_Task inputs_

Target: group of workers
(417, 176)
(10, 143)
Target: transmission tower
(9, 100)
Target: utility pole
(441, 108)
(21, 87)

_Problem statement_
Print the records again in full, exactly as they appear above.

_Response area_
Target: group of workers
(417, 176)
(10, 143)
Target: transmission tower
(9, 100)
Target: utility pole
(441, 108)
(21, 87)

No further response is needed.